------ Data entries
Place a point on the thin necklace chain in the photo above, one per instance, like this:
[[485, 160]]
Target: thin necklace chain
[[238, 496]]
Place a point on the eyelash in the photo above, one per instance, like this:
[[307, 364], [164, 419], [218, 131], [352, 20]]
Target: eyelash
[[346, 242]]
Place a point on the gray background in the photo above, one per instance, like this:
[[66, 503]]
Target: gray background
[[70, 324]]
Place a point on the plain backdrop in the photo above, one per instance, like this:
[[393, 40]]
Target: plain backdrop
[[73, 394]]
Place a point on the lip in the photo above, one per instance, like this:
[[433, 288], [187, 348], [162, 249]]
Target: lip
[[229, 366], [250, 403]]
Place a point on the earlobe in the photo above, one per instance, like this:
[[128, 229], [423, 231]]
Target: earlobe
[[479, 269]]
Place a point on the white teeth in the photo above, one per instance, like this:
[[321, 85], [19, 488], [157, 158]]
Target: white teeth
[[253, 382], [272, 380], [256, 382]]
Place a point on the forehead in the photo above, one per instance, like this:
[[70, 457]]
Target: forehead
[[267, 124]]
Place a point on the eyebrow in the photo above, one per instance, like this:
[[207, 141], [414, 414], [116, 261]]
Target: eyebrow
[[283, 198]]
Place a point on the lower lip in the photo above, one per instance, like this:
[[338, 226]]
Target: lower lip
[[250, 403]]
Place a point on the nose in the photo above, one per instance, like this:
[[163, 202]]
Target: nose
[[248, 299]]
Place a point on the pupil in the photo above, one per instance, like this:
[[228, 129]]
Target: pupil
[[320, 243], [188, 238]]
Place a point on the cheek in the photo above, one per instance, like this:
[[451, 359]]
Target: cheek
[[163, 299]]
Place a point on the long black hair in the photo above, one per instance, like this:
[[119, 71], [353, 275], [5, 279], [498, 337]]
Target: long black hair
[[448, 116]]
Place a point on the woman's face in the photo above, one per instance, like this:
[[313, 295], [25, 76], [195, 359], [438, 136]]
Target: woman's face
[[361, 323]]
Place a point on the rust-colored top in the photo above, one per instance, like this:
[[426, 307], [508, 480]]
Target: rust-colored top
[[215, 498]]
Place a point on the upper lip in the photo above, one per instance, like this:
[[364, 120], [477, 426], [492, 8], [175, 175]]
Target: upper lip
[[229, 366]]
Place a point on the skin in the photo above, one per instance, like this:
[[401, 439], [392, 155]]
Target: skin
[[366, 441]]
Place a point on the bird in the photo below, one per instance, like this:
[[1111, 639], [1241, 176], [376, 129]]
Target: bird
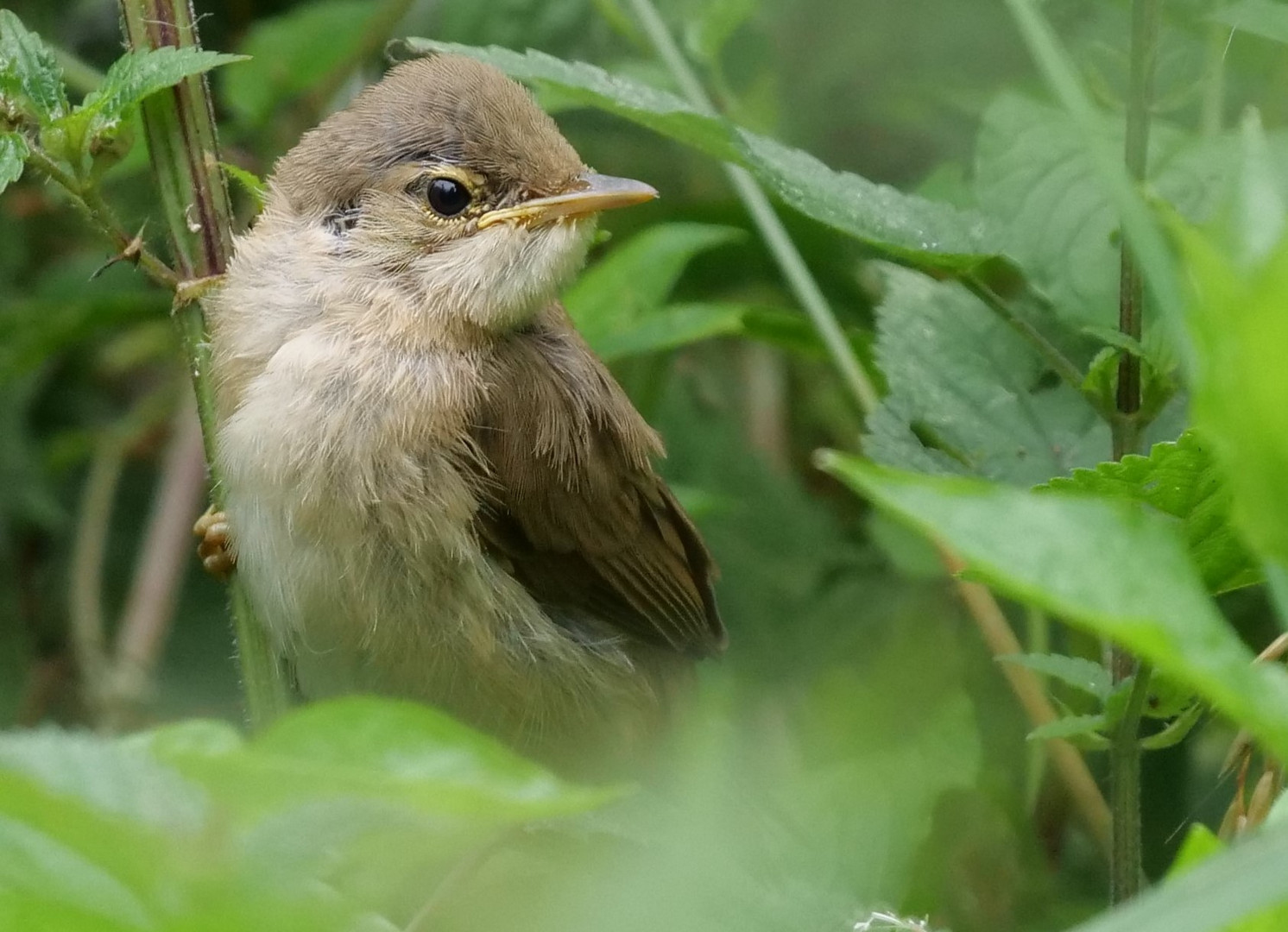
[[432, 487]]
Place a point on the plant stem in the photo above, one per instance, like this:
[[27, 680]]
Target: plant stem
[[1125, 866], [984, 609], [99, 215], [1125, 752], [1131, 293], [1065, 759], [185, 152], [772, 230], [88, 633], [159, 572]]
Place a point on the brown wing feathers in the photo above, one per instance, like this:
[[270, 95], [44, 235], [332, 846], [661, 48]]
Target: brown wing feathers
[[576, 511]]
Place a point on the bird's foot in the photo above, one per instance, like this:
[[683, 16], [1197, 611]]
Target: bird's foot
[[214, 549]]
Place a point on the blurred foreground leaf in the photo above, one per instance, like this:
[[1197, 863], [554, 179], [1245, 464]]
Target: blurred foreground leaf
[[1257, 17], [1117, 570], [382, 749], [963, 392], [13, 154], [31, 80]]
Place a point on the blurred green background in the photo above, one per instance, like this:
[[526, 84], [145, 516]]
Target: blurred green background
[[879, 754]]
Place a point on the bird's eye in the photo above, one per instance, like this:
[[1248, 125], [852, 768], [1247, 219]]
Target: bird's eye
[[447, 196]]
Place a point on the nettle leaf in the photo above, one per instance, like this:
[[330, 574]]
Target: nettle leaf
[[636, 277], [251, 183], [965, 393], [900, 225], [31, 80], [1212, 891], [138, 75], [1081, 730], [1114, 568], [382, 751], [1241, 387], [618, 303], [13, 156], [1181, 479], [1256, 17], [1077, 672], [1036, 175], [293, 53], [711, 26]]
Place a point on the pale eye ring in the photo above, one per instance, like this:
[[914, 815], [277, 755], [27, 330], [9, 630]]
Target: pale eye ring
[[447, 196]]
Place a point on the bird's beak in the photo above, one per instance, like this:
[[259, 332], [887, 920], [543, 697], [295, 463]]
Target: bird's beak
[[590, 194]]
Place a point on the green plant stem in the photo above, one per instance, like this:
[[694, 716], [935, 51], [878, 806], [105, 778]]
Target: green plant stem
[[772, 230], [1126, 866], [185, 152], [1125, 752], [1212, 109]]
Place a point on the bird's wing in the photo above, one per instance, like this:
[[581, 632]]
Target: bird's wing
[[572, 506]]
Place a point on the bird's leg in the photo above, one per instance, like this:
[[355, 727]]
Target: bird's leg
[[212, 531]]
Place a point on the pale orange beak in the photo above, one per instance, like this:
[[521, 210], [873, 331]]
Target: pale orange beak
[[593, 193]]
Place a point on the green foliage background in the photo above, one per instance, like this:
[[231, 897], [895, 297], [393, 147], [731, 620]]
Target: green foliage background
[[858, 749]]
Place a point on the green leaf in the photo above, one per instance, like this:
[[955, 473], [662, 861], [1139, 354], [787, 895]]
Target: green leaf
[[375, 749], [1037, 177], [1077, 672], [251, 183], [902, 225], [136, 75], [1114, 568], [30, 78], [13, 154], [1184, 481], [1176, 730], [294, 53], [672, 327], [963, 393], [710, 28], [635, 278], [63, 851], [1083, 730], [1214, 895], [1257, 17]]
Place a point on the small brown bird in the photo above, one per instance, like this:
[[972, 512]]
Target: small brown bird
[[433, 488]]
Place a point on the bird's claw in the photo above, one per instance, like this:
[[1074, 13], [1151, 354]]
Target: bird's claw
[[214, 549]]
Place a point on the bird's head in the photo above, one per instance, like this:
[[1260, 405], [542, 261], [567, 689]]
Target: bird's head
[[448, 177]]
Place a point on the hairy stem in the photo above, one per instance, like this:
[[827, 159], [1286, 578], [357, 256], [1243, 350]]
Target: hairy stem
[[149, 607], [185, 152], [1126, 751], [89, 550], [772, 230]]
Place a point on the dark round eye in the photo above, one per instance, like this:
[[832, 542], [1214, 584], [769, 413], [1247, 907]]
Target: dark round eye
[[447, 196]]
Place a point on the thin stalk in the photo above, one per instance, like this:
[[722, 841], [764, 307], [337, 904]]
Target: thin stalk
[[185, 152], [148, 612], [1126, 863], [101, 217], [1067, 761], [772, 230], [88, 628], [1212, 107], [1125, 751], [983, 608]]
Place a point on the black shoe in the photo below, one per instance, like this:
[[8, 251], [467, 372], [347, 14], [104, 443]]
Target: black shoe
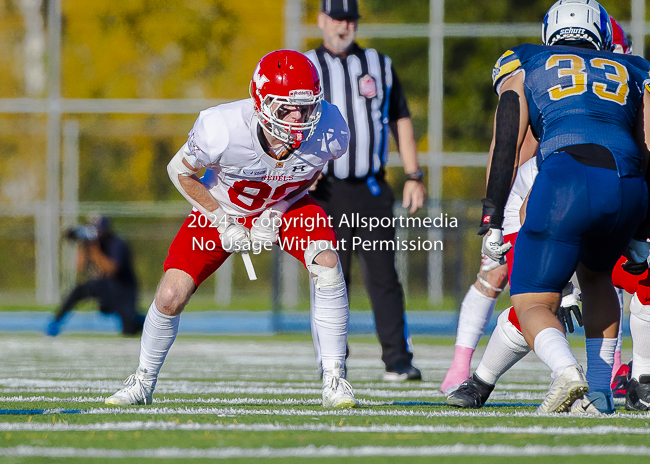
[[402, 373], [637, 395], [620, 380], [472, 393]]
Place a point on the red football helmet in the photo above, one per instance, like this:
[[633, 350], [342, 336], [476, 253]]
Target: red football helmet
[[620, 41], [287, 78]]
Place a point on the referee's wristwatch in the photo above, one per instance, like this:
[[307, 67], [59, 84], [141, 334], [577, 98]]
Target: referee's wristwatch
[[416, 176]]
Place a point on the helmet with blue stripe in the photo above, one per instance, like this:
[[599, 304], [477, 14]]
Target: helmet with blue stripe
[[577, 22]]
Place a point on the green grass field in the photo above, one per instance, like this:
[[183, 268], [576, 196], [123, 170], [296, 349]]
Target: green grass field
[[246, 399]]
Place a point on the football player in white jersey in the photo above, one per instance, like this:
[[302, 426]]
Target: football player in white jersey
[[261, 155]]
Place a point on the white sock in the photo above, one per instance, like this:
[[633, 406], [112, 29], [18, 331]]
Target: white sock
[[552, 347], [600, 359], [158, 334], [330, 314], [640, 329], [506, 347], [475, 313]]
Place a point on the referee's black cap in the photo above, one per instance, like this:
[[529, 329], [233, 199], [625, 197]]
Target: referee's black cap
[[341, 9]]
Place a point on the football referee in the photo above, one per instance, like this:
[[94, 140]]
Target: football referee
[[363, 85]]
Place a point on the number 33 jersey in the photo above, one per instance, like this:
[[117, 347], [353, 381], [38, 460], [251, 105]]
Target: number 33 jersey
[[240, 175], [580, 96]]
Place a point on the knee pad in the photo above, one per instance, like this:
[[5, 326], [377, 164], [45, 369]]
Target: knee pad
[[324, 277], [640, 310], [510, 335]]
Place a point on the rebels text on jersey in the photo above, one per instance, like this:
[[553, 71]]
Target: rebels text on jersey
[[240, 175], [578, 96]]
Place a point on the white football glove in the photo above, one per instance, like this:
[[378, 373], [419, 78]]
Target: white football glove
[[266, 228], [235, 237], [493, 246]]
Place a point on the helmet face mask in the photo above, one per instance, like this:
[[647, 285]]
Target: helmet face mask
[[285, 81], [577, 22]]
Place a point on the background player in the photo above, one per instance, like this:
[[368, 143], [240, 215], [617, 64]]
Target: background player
[[261, 155]]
------------
## Work to do
Retype exactly, please, each line from the line that contains "Place a point on the white sock" through the last line of the entries above, with nothing added.

## Task solution
Place a point on the white sock in the photo above, one per instance, like this:
[[633, 406], [112, 29], [18, 331]]
Target: white sock
[[552, 347], [600, 359], [158, 334], [330, 314], [640, 329], [506, 347], [475, 313]]
Place a point on the referee's black cap in the photo above, one per instance, like this:
[[529, 329], [233, 199], [625, 197]]
Target: referee's black cap
[[341, 9]]
Place a point on the football referee in the photo above, one per instance, like this:
[[94, 140]]
Target: football referee
[[363, 85]]
Place a point on the number 33 jersey in the photo above, one per instance, like this:
[[117, 347], [353, 381], [38, 460], [251, 105]]
Target: number 33 jersey
[[240, 175], [580, 96]]
Place a point on the knee pad in the photo above, one per instance, like this:
[[5, 326], [377, 164], [45, 369]]
Target: knee pad
[[324, 277], [640, 310], [510, 335]]
Place a point on the rebels text on jersey in the photo above, one per instance, like this:
[[553, 71]]
Target: rebels text on jersey
[[240, 175], [578, 96]]
Place a point on the white football glove in the photo above, one per instance, like this:
[[378, 373], [419, 78]]
Target: white football glove
[[266, 228], [235, 237], [493, 246]]
Place a point on the helmet face mask in the photo above, one per instance, like this:
[[647, 285]]
Target: helmet face mask
[[285, 81], [577, 22]]
Place a point on the background player in the photo above, one per instance, like this:
[[368, 143], [240, 215], [617, 64]]
Target: background player
[[261, 155]]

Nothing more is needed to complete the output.